Objective | Write out the data word for word from its beginning through the line that contains "x=92, y=761", and leave the pictures out of your copy.

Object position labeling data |
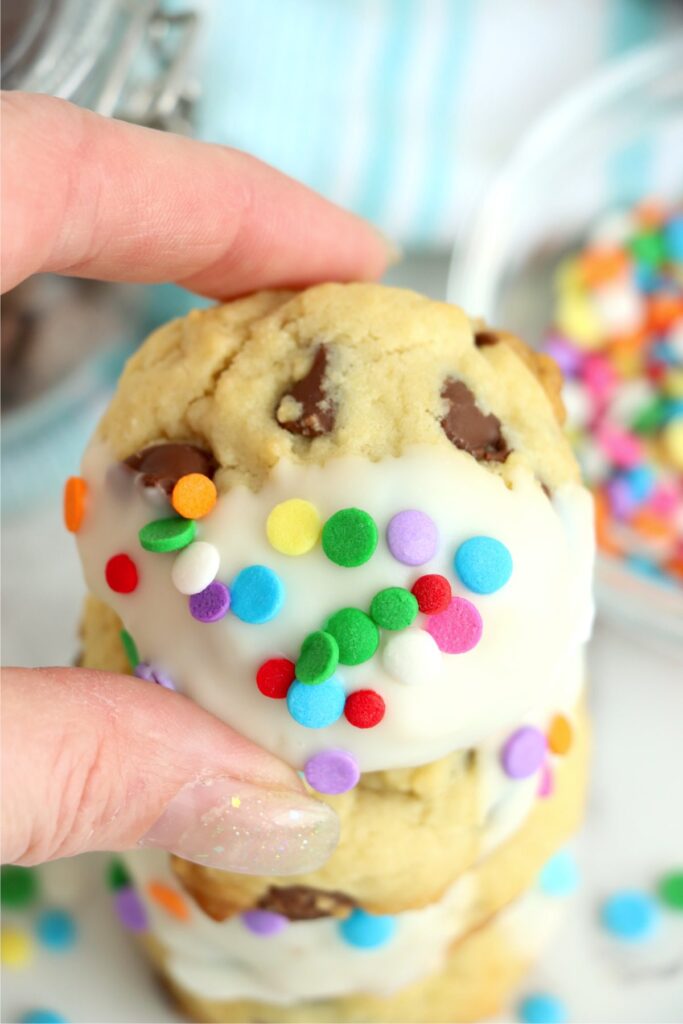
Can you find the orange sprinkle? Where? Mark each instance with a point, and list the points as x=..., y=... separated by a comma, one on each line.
x=560, y=735
x=194, y=496
x=76, y=491
x=169, y=899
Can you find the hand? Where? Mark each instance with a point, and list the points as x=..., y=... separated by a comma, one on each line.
x=92, y=761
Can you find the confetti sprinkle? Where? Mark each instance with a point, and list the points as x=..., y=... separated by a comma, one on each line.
x=349, y=538
x=257, y=594
x=412, y=537
x=483, y=564
x=357, y=637
x=293, y=527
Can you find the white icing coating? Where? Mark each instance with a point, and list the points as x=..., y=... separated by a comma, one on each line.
x=530, y=627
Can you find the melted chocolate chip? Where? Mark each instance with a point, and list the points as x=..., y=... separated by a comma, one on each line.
x=163, y=465
x=304, y=903
x=317, y=411
x=468, y=428
x=483, y=338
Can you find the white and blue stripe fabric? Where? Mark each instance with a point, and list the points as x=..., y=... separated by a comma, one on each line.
x=402, y=110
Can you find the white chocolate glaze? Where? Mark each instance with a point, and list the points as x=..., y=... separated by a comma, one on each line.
x=531, y=627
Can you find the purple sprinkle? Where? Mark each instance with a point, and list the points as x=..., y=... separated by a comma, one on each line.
x=332, y=771
x=210, y=604
x=264, y=922
x=130, y=909
x=413, y=537
x=523, y=753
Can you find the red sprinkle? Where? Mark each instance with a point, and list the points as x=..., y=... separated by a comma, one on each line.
x=274, y=677
x=433, y=594
x=365, y=709
x=121, y=573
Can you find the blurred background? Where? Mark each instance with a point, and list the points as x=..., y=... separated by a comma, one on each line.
x=528, y=158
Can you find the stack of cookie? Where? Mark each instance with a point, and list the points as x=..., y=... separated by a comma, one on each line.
x=387, y=540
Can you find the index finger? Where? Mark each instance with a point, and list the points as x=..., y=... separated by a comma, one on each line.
x=95, y=198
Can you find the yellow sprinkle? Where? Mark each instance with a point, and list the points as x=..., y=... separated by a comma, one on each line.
x=15, y=947
x=293, y=526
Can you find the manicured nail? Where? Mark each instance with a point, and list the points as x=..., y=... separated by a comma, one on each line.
x=237, y=826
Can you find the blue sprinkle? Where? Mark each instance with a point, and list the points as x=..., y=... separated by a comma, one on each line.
x=257, y=594
x=316, y=706
x=559, y=877
x=630, y=915
x=367, y=931
x=42, y=1016
x=56, y=930
x=542, y=1008
x=483, y=564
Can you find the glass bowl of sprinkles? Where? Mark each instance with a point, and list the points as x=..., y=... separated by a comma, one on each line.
x=578, y=247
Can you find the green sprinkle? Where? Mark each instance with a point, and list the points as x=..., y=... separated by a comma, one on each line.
x=168, y=535
x=394, y=608
x=18, y=886
x=318, y=657
x=349, y=538
x=117, y=875
x=670, y=890
x=355, y=634
x=130, y=648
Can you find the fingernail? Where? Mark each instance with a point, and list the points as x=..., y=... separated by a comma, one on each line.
x=237, y=826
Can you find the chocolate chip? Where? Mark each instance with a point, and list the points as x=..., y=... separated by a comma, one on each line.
x=163, y=465
x=316, y=413
x=469, y=428
x=483, y=338
x=304, y=903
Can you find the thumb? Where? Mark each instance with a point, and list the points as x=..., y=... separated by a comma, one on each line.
x=93, y=761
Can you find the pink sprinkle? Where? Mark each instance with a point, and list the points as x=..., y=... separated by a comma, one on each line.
x=458, y=629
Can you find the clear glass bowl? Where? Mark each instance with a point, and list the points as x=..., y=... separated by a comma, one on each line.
x=612, y=142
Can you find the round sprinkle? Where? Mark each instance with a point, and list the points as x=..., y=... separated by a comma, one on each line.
x=76, y=491
x=117, y=875
x=293, y=526
x=332, y=772
x=258, y=594
x=130, y=909
x=211, y=604
x=458, y=629
x=316, y=707
x=168, y=535
x=559, y=876
x=15, y=947
x=560, y=735
x=264, y=923
x=349, y=538
x=168, y=899
x=274, y=677
x=42, y=1016
x=318, y=657
x=355, y=633
x=670, y=890
x=367, y=931
x=413, y=537
x=483, y=564
x=56, y=930
x=542, y=1008
x=630, y=915
x=196, y=567
x=121, y=574
x=394, y=608
x=194, y=496
x=523, y=753
x=413, y=657
x=18, y=886
x=432, y=594
x=365, y=709
x=130, y=648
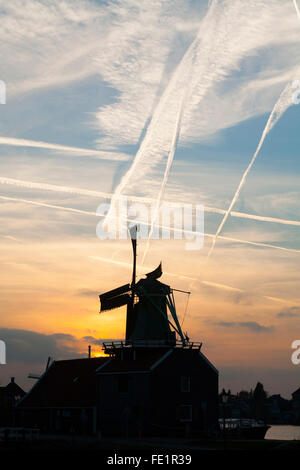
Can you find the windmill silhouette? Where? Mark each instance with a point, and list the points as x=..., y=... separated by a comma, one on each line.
x=151, y=317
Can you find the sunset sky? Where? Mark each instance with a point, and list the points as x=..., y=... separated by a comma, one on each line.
x=91, y=87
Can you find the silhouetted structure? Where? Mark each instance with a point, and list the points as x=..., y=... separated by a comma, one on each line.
x=64, y=398
x=296, y=405
x=155, y=381
x=9, y=397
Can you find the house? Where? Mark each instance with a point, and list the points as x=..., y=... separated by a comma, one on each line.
x=64, y=398
x=156, y=381
x=296, y=406
x=9, y=397
x=157, y=390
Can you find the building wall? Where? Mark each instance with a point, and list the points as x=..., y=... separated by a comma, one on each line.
x=155, y=397
x=122, y=412
x=168, y=399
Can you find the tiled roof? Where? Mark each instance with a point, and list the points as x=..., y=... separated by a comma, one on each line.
x=144, y=359
x=65, y=383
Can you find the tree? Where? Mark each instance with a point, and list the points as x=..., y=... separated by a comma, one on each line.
x=259, y=397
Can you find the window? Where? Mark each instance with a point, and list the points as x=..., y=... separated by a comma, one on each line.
x=123, y=384
x=185, y=413
x=185, y=383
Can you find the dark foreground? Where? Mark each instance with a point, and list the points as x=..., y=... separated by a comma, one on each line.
x=149, y=446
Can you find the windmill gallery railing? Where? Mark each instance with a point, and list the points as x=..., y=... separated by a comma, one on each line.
x=115, y=345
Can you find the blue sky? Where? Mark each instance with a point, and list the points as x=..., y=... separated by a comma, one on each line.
x=112, y=78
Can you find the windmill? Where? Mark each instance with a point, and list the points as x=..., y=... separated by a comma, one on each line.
x=148, y=303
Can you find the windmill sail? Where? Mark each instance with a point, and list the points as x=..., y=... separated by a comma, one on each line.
x=115, y=298
x=156, y=273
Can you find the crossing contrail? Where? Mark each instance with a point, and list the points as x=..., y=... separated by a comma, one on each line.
x=75, y=151
x=282, y=104
x=183, y=231
x=168, y=167
x=161, y=136
x=143, y=269
x=104, y=195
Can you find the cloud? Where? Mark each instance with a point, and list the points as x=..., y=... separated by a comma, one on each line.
x=250, y=325
x=63, y=149
x=290, y=312
x=88, y=293
x=32, y=347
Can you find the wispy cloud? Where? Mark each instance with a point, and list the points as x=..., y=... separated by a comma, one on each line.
x=290, y=312
x=64, y=149
x=253, y=326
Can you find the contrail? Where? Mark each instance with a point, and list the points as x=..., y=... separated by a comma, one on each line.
x=94, y=214
x=168, y=167
x=143, y=269
x=161, y=133
x=54, y=188
x=76, y=151
x=104, y=195
x=50, y=206
x=282, y=104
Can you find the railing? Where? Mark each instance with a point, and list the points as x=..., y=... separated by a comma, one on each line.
x=114, y=345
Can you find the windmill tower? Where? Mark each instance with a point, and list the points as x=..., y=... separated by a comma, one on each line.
x=151, y=319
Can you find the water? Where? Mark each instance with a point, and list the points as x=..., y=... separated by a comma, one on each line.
x=283, y=432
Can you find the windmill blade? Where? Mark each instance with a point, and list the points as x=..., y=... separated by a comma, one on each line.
x=118, y=291
x=114, y=302
x=156, y=273
x=115, y=298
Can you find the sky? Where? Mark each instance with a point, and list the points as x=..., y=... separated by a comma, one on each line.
x=164, y=101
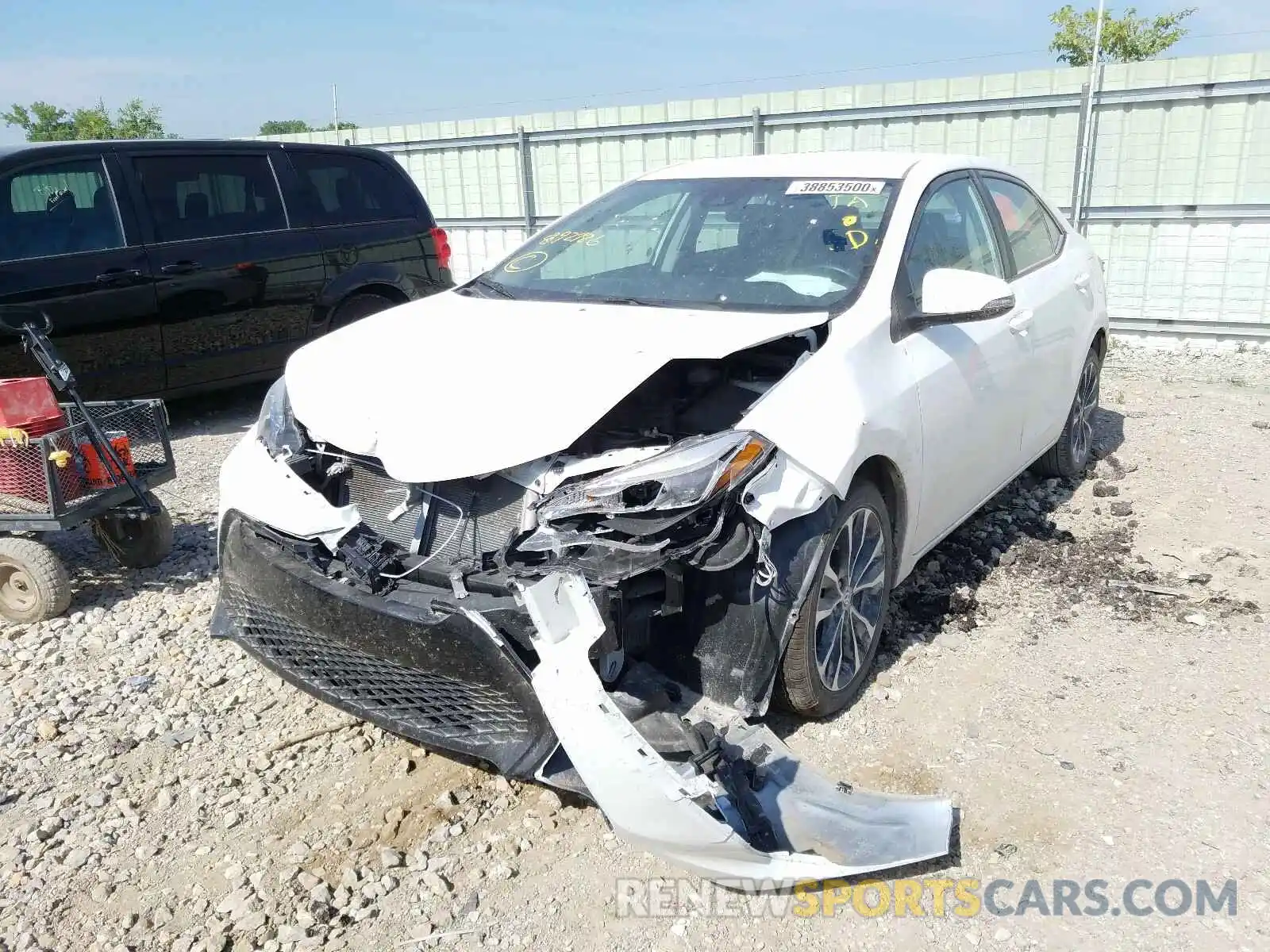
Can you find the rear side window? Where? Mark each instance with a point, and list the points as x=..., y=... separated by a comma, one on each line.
x=1034, y=236
x=347, y=190
x=210, y=196
x=56, y=209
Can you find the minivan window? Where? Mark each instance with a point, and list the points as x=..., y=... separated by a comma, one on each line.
x=348, y=190
x=210, y=196
x=57, y=209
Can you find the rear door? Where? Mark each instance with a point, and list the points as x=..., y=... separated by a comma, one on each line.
x=67, y=249
x=1052, y=289
x=237, y=285
x=972, y=378
x=368, y=217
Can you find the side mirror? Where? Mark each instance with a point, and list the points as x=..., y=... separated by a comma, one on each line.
x=952, y=296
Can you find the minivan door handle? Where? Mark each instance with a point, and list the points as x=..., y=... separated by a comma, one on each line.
x=118, y=276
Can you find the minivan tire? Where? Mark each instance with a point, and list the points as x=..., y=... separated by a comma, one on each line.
x=359, y=306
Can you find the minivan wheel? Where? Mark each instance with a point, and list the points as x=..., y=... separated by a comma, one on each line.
x=359, y=306
x=840, y=625
x=1075, y=447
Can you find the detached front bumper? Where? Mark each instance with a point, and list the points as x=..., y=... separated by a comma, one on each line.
x=427, y=673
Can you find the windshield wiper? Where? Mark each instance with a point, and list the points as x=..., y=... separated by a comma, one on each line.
x=498, y=289
x=635, y=301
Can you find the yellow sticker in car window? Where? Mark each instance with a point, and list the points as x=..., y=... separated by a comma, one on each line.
x=526, y=262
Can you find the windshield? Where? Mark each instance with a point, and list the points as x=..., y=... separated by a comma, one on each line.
x=728, y=244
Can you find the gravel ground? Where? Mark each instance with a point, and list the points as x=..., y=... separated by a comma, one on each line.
x=1083, y=668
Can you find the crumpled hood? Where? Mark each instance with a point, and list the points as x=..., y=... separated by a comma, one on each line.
x=455, y=386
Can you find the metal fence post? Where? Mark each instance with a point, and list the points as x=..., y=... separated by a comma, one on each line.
x=522, y=144
x=1079, y=164
x=756, y=131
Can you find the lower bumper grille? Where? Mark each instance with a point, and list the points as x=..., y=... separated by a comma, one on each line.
x=417, y=702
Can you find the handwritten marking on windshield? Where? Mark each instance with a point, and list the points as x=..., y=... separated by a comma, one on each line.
x=526, y=262
x=584, y=238
x=836, y=187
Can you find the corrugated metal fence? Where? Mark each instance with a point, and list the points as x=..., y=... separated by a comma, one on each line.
x=1175, y=194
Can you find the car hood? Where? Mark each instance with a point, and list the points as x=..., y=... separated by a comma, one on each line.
x=455, y=386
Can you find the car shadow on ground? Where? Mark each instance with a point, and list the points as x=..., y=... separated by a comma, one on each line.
x=98, y=581
x=221, y=413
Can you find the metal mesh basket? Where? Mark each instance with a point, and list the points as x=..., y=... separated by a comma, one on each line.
x=63, y=474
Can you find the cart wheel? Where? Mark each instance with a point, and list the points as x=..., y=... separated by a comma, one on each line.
x=135, y=543
x=33, y=582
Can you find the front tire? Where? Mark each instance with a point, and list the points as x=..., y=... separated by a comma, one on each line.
x=1075, y=447
x=33, y=582
x=840, y=625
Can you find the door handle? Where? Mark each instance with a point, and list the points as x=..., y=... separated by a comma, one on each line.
x=118, y=276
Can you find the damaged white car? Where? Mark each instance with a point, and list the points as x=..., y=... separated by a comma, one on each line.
x=588, y=514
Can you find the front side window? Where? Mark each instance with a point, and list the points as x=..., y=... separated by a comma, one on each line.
x=725, y=244
x=952, y=232
x=1034, y=236
x=56, y=209
x=349, y=190
x=211, y=196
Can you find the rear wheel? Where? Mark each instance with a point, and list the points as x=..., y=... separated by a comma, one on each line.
x=359, y=306
x=840, y=625
x=133, y=541
x=1075, y=446
x=33, y=582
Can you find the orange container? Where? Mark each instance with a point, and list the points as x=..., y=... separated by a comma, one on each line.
x=102, y=473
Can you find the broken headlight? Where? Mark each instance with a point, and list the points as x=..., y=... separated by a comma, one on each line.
x=276, y=425
x=686, y=475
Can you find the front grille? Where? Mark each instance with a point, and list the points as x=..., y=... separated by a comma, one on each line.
x=467, y=518
x=419, y=704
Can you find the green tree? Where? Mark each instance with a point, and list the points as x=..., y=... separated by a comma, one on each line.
x=1128, y=38
x=44, y=122
x=283, y=127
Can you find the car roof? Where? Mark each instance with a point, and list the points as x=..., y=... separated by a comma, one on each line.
x=865, y=165
x=181, y=145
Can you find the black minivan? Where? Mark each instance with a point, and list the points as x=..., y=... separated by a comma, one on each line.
x=171, y=267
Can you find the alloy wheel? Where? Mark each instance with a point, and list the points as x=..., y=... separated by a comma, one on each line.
x=1081, y=424
x=850, y=605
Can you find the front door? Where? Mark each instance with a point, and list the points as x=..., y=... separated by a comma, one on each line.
x=972, y=378
x=235, y=283
x=1056, y=289
x=65, y=251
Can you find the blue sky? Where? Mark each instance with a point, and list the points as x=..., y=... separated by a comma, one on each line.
x=220, y=69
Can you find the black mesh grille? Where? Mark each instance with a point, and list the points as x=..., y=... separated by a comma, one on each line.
x=416, y=702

In response |
Can you find the orange sprinkle? Where? Mark each instance with a point, and list the points as x=..., y=... separated by a comma, one on each line.
x=560, y=735
x=194, y=496
x=76, y=491
x=169, y=899
Can you find the hand? Where? Mark each instance with a point, and list the points as x=..., y=... separated by a comma, one on each line.
x=92, y=761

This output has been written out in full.